─── BRANO DI TESTO

Il 15 maggio 2020 alla Casa Bianca il Presidente Trump ha presentato ufficialmente la bandiera della nuovissima USSF – United States Space Force, l’Astronautica Militare degli Stati Uniti, la nuova forza armata da lui fortissimamente voluta.

La neonata Space Force, annunciata da Trump il 18 giugno 2018 tra la sorpresa generale e ufficialmente insediatasi il 20 dicembre 2019 dopo l’approvazione del Congresso, è ormai la sesta forza armata degli Stati Uniti, dopo Army, Navy, Air Force, Marine Corps e Coastal Guard. Il logo presentato alla cerimonia di insediamento suscitò molta ironia per la sua somiglianza grafica con le insegne di Star Trek.

──────

_COMPITI DA SVOLGERE_:
1. Nell'elenco, riporta tutto dalla riga che contiene "Inventory check — is there any conifer" fino alla fine. Sostituisci "conifer tree" con "pine tree" e lascia il resto invariato.
2. Per favore, prosegui il testo sulla Space Force a partire dalla sua ultima frase.
Il testo sulla Space Force e l'elenco provengono da fonti diverse.

─── ELENCO DEI DATI

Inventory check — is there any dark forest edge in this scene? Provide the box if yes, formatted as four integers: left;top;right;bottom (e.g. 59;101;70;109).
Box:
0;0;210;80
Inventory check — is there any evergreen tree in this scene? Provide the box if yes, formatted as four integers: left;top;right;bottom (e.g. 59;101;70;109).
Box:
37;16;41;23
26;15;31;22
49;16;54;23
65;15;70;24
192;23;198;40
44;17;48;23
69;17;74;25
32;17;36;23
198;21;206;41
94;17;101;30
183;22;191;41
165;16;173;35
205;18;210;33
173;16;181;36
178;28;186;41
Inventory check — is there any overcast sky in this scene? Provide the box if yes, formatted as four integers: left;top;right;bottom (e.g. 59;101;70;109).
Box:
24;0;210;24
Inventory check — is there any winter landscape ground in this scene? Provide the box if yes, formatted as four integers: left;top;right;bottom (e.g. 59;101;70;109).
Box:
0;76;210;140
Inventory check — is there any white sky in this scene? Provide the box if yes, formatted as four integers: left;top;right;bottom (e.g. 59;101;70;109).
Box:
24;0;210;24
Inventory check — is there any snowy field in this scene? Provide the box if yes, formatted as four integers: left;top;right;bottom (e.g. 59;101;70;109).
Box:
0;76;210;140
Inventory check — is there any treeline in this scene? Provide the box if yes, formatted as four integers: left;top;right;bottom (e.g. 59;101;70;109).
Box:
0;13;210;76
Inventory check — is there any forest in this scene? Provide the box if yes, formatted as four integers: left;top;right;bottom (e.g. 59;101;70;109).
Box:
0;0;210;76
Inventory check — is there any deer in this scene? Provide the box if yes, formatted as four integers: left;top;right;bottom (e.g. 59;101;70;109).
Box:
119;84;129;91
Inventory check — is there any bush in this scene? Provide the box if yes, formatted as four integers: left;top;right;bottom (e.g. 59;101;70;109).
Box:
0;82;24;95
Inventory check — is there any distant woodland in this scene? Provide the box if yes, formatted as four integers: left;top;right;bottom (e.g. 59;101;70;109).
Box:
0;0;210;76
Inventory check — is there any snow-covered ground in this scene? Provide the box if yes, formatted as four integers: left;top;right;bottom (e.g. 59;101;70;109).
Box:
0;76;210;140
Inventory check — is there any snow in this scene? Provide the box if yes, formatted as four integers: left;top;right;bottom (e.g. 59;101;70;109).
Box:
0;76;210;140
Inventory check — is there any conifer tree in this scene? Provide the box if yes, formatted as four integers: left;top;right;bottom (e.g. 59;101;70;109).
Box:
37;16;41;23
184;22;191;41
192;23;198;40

──────

_RISPOSTE PER COMPITO_:
1.
Inventory check — is there any pine tree in this scene? Provide the box if yes, formatted as four integers: left;top;right;bottom (e.g. 59;101;70;109).
Box:
37;16;41;23
184;22;191;41
192;23;198;40

2.
La decisione presidenziale sollevò in patria moltissime polemiche poiché secondo diversi analisti, anche del campo repubblicano, questo nuovo soggetto non apporterà significativi vantaggi strategici. L’apparente semplificazione dovuta all’unione sotto un unico Command Center di tutte le attività spaziali militari, fino ad ora suddivise fra le diverse forze armate, potrebbe essere vanificata dall’inevitabile complicanza delle comunicazioni e degli scambi di informazioni interforze a causa di ulteriori aggiunte burocratiche e del rallentamento dei processi decisionali. Per non parlare di un significativo rialzo dei costi dovuto all’aumento degli effettivi e di nuove basi militari dedicate.

Allora viene da chiedersi quale sia il vero scopo di questa forzatura di Trump.

La mission ufficiale della nuova Space Force è organizzare, addestrare, ed equipaggiare le forze spaziali al fine di proteggere gli interessi nello Spazio degli USA e dei suoi alleati… di migliorare l’accesso allo Spazio delle forze armate... (https://www.spaceforce.mil/About-Us/Fact-Sheet)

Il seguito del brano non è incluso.